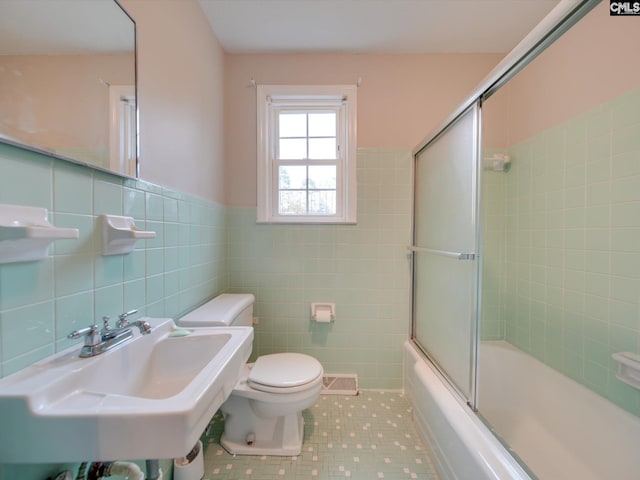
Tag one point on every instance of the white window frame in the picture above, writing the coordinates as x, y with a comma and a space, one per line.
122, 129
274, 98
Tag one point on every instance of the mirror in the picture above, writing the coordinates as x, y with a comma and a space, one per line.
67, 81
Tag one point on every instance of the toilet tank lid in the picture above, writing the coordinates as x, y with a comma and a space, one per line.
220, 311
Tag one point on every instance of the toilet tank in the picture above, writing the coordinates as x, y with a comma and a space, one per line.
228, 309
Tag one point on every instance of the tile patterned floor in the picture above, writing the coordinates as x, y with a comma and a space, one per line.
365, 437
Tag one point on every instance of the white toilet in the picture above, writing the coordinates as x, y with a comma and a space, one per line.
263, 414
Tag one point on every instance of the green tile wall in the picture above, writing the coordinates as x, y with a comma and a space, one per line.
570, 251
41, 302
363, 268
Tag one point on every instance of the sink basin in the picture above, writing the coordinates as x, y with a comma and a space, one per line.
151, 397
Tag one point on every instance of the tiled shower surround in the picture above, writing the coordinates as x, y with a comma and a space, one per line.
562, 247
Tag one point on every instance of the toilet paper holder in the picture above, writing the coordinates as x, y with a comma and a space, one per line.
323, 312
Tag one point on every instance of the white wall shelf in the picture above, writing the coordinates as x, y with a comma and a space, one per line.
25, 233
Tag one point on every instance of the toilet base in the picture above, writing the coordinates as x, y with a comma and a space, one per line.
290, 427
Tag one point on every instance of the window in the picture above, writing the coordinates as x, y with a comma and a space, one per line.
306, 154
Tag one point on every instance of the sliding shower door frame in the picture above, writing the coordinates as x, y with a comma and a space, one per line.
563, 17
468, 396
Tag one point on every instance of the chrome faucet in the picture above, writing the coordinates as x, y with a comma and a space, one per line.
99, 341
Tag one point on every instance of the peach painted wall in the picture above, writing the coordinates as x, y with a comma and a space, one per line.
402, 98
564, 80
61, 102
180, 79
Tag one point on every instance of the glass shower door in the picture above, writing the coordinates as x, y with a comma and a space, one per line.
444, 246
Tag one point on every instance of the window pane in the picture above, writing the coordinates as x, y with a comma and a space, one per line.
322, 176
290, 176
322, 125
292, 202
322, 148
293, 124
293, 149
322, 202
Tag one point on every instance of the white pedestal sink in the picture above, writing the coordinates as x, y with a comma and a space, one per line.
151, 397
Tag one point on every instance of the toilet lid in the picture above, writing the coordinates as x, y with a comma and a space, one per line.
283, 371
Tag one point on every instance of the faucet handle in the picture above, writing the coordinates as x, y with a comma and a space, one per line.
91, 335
--
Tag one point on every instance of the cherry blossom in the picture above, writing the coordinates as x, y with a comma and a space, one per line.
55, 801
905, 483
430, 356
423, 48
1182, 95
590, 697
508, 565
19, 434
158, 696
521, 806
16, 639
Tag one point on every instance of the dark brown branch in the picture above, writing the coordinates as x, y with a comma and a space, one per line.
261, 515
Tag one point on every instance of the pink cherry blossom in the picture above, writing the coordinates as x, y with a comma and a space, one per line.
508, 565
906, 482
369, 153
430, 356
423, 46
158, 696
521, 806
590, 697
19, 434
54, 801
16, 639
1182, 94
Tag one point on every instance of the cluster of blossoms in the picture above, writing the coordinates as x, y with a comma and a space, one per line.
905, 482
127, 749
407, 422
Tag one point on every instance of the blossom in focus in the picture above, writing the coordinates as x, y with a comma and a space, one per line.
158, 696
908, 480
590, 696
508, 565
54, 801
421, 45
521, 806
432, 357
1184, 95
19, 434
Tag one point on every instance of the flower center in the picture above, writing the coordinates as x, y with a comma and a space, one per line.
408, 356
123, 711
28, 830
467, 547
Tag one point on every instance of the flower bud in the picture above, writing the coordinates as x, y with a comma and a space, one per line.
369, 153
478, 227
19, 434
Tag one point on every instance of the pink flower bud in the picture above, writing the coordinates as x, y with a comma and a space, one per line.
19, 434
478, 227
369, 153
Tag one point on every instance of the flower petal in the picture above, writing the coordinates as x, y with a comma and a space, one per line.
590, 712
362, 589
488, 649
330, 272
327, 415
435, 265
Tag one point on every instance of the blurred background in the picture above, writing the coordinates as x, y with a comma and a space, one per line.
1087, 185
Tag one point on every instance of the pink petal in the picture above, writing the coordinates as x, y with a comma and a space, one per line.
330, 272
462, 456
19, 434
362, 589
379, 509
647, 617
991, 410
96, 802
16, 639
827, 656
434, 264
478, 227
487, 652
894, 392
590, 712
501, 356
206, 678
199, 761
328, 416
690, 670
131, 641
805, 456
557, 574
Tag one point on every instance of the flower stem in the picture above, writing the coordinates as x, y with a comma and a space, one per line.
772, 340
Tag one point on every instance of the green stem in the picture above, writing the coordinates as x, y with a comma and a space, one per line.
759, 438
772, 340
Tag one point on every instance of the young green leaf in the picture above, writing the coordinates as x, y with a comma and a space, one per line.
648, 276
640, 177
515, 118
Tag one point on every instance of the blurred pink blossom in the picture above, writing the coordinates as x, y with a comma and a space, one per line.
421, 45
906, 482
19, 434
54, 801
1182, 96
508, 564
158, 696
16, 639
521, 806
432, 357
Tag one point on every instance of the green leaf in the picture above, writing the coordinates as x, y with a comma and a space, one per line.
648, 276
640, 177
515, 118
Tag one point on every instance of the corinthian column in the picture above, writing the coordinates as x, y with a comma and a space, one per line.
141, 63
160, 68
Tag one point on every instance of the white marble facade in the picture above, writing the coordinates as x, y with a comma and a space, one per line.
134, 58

→ **REQUIREMENTS**:
Which lines of the material contain the word "wall"? Show each of them in full.

→ **IN RESPONSE**:
Tag one point on every instance of the green tile wall in the picture above, writing the coordinates as x, y with a comma and a space, one per line.
Tag one point on every instance of the white wall shelf in the picture above, writing the coordinates as x, y with a comma and a space, one per line.
Tag one point on every instance of the peach painted wall in the picture above, writing the coordinates as x, y with a comma and a space, one per line.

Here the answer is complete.